**EXERCISE PASSAGE:**
So, Clifford Chance has set the cat among the pigeons with its announcement that it is rolling out Copilot and Viva Suite to its 7,000+ employees. After a number of law firm Copilot pilots this was, of course, going to happen at some point. But Clifford Chance’s decision to deploy at this scale is faster than anyone had imagined.
The first thing that people are likely to tell you is how much Copilot will cost the magic circle law firm. If Clifford Chance has paid the headline $30 per use per month, it will add circa $2.7m a year onto their annual tech costs (these are real back of a napkin sums.)
The riposte is that Clifford Chance is saving its fee-earners time that will, in measured monetary terms, far exceed the cost. The types of tasks that Copilot is being used for currently include meeting and task management, drafting emails and inbox management. That will extend in time.

[Extracted data entries]
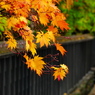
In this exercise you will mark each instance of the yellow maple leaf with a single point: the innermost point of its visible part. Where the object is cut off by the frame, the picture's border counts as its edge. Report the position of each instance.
(45, 38)
(60, 73)
(43, 18)
(12, 21)
(36, 63)
(60, 48)
(5, 6)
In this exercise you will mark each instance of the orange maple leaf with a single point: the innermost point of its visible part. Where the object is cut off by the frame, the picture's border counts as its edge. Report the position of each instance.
(11, 43)
(31, 46)
(45, 38)
(36, 64)
(60, 48)
(60, 73)
(53, 29)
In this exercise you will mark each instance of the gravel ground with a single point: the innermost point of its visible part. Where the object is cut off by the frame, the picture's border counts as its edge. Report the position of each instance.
(92, 92)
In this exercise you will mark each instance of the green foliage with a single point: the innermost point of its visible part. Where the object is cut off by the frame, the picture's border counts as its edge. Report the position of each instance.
(81, 17)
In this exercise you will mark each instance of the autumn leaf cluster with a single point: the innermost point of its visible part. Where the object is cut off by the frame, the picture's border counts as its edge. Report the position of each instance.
(26, 18)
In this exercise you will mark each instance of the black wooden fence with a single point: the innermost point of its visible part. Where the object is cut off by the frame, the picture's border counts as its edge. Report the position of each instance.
(16, 79)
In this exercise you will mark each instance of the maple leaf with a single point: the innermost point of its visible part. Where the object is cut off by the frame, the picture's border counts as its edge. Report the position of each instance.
(43, 18)
(31, 46)
(5, 6)
(60, 48)
(63, 25)
(36, 63)
(53, 29)
(11, 43)
(60, 73)
(45, 38)
(12, 21)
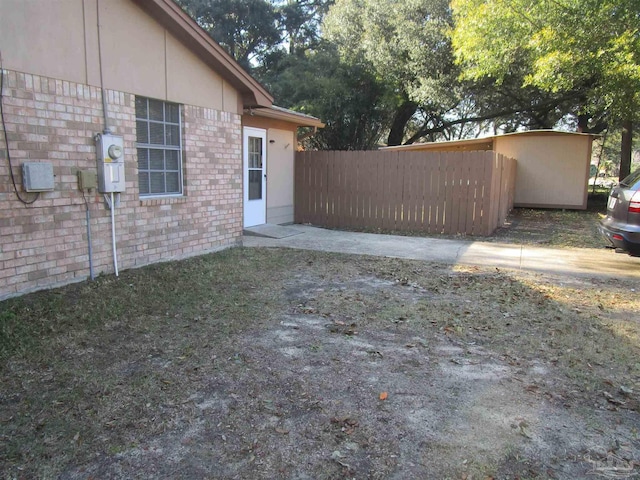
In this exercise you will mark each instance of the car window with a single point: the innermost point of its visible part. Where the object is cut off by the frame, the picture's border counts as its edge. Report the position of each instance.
(632, 181)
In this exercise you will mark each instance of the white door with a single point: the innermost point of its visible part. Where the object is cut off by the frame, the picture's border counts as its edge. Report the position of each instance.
(255, 176)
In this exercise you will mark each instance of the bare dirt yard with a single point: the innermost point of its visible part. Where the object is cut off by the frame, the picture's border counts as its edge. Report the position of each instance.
(273, 363)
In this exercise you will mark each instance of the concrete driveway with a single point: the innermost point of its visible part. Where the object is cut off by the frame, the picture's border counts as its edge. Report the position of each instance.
(562, 261)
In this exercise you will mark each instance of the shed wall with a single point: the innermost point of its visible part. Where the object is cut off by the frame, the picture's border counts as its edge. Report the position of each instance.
(552, 170)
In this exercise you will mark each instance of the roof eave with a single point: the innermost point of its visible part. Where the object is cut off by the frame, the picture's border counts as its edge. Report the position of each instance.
(300, 120)
(176, 21)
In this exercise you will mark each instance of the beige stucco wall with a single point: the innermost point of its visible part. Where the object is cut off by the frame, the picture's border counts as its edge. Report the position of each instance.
(552, 169)
(280, 155)
(59, 39)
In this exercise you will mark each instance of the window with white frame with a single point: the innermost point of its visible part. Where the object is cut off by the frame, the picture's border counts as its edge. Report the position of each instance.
(159, 143)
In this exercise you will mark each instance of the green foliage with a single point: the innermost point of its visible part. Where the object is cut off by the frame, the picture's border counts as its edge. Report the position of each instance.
(403, 42)
(562, 45)
(348, 98)
(247, 29)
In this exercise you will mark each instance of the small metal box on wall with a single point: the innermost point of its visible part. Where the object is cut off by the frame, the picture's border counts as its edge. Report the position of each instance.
(110, 151)
(37, 177)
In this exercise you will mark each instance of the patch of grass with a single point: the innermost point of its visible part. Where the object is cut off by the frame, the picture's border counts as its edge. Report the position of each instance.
(93, 369)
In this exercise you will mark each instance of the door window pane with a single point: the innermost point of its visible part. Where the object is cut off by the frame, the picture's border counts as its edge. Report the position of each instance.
(255, 184)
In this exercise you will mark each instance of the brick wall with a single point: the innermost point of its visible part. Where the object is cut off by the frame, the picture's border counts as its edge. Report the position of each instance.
(45, 244)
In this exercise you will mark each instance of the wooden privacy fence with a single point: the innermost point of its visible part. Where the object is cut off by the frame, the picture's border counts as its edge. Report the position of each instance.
(435, 192)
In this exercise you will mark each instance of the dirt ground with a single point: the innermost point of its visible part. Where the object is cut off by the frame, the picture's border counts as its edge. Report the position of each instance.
(268, 363)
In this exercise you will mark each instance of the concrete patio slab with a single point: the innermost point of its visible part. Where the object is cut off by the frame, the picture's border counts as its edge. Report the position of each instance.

**TASK BRIEF:** Could you write what comes next in the passage on Clifford Chance rolling out Copilot, picking up after its final sentence?

**ANSWER:**
There is fear in some quarters of the industry that this move by Clifford Chance will start a snowball effect. One tech head at a UK law firm told me: “Now all the partners are going to be asking why we haven’t also signed up to Copilot,” adding, “No-one is thinking in detail about what are the use cases and will Copilot work for that or is there a better alternative? People are saying Copilot is amazing because it summarises things but that isn’t a Copilot use case, that is GPT4.”
In other quarters, there is praise, and leading legal strategic adviser Justin North, founder of Pickering Pearce, told me: “This is way more than the innovation and bandwagon jumping, headline grabbing activities that we have seen at some firms. Clifford Chance are very thoughtful and deliberate about their AI strategy, and it shows.”
Whichever side of the fence you are on, there is no doubt that this is a big milestone for the industry.